▸ **What you will do**: Reproduce word for word the passage of the history timeline starting at "A new continent." and ending at "right salt water.".

▸ **Extract**:
1298- William Wallace's Scottish rebels was crushed by English King Edward Ist Longshanks at the battle of Falkirk.

1378- Viva l’Popolo! Revolt of the Ciompi- Woolworkers seize control of the Florentine
Republic. They were eventually put down. This idea of peasants fed up with the Black
Death and class oppression who rise up against their feudal masters catches on. Peasant revolts break out across Europe- in France the Jacquerie; in England, Wat the Tyner’s revolt.

1502- Amerigo Vespucci and a Portuguese expedition return from exploring the coast
of Brazil. It's popular nowadays to claim Columbus was ripped off by a German
mapmaker from the credit of discovering America, but there's more to it than
that. Columbus went to his grave believing he had discovered the outer coastline
of Asia. Vespucci, after exploring from Brazil to South Carolina was the first to
press the idea that this new coastline was not Asia, but something quite different.
A new continent.

1598- William Shakespeare lists on the Stationers Register, a sort of copyright registry, his new play The Merchant of Venice.

1657-Battle of Czarny Ostrow-Poles defeated George Rakoszy the Voivode of Hungary.

1793- THE MACKENZIE EXPEDITION- No, I’m sorry, but Louis & Clark weren’t the first white men to explore the NorthAmerican Continent to the Pacific. This day a party
of French-Canadian voyageurs and Scottish trappers led by Alexander Mackenzie reached the Georgian Straights in British Columbia ten years earlier. MacKenzie had been trying since 1789 to find the Pacific shore of Canada and stake British claims to
the great Canadian Northwest. In 1790 Mackenzie started out from Lake Athabasca
and followed a river that took him to the Arctic ocean instead of the Pacific -oops!
This time he reached the right salt water.
His 1801 book "Travels to the Pacific" was studied and debated intensively by President Thomas Jefferson and his aide Meriwhether Lewis. It is the prime reason the U.S. plans for the Lewis & Clark expedition to the Pacific were given top priority. For the first time since Christopher Columbus white settlers at last understood just how big the North American continent was. Mackenzie correctly estimated it was about three thousand miles wide.

▸ **Dataset content**:
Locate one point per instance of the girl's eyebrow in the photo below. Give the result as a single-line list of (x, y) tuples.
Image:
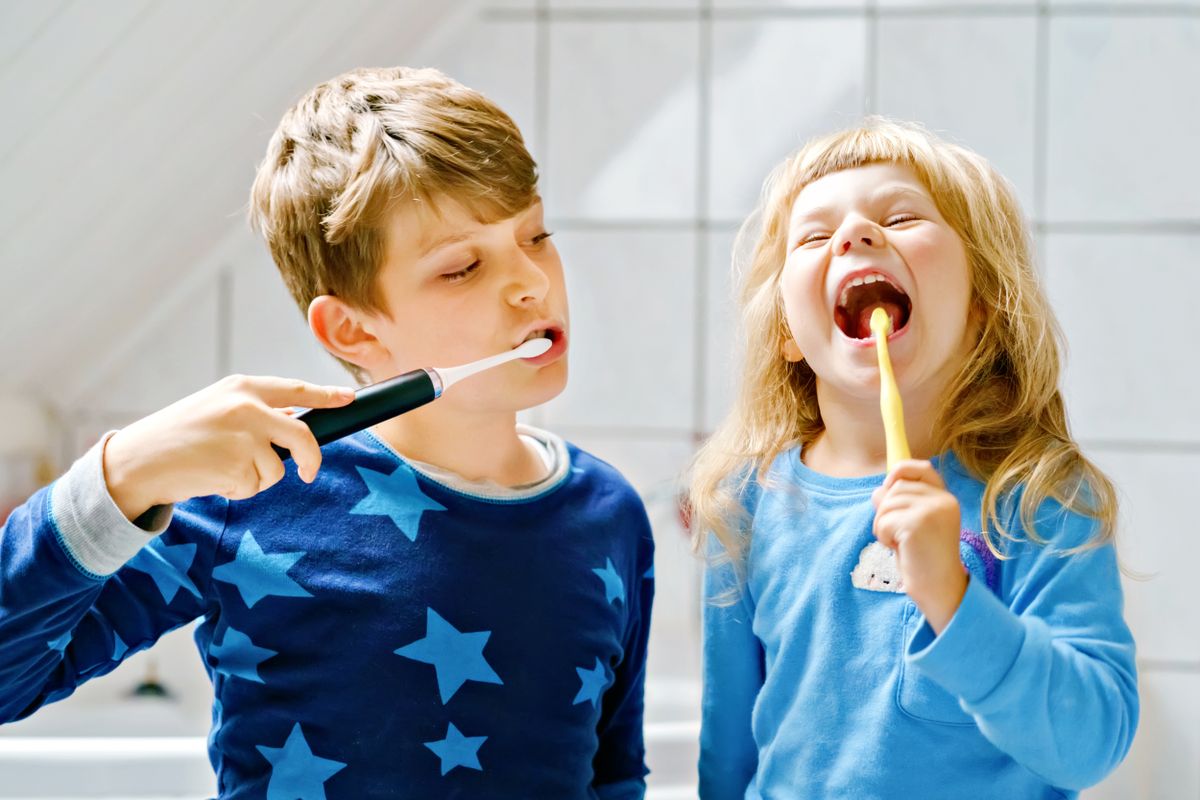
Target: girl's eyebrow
[(882, 194)]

▸ **Answer**:
A new continent.

1598- William Shakespeare lists on the Stationers Register, a sort of copyright registry, his new play The Merchant of Venice.

1657-Battle of Czarny Ostrow-Poles defeated George Rakoszy the Voivode of Hungary.

1793- THE MACKENZIE EXPEDITION- No, I’m sorry, but Louis & Clark weren’t the first white men to explore the NorthAmerican Continent to the Pacific. This day a party
of French-Canadian voyageurs and Scottish trappers led by Alexander Mackenzie reached the Georgian Straights in British Columbia ten years earlier. MacKenzie had been trying since 1789 to find the Pacific shore of Canada and stake British claims to
the great Canadian Northwest. In 1790 Mackenzie started out from Lake Athabasca
and followed a river that took him to the Arctic ocean instead of the Pacific -oops!
This time he reached the right salt water.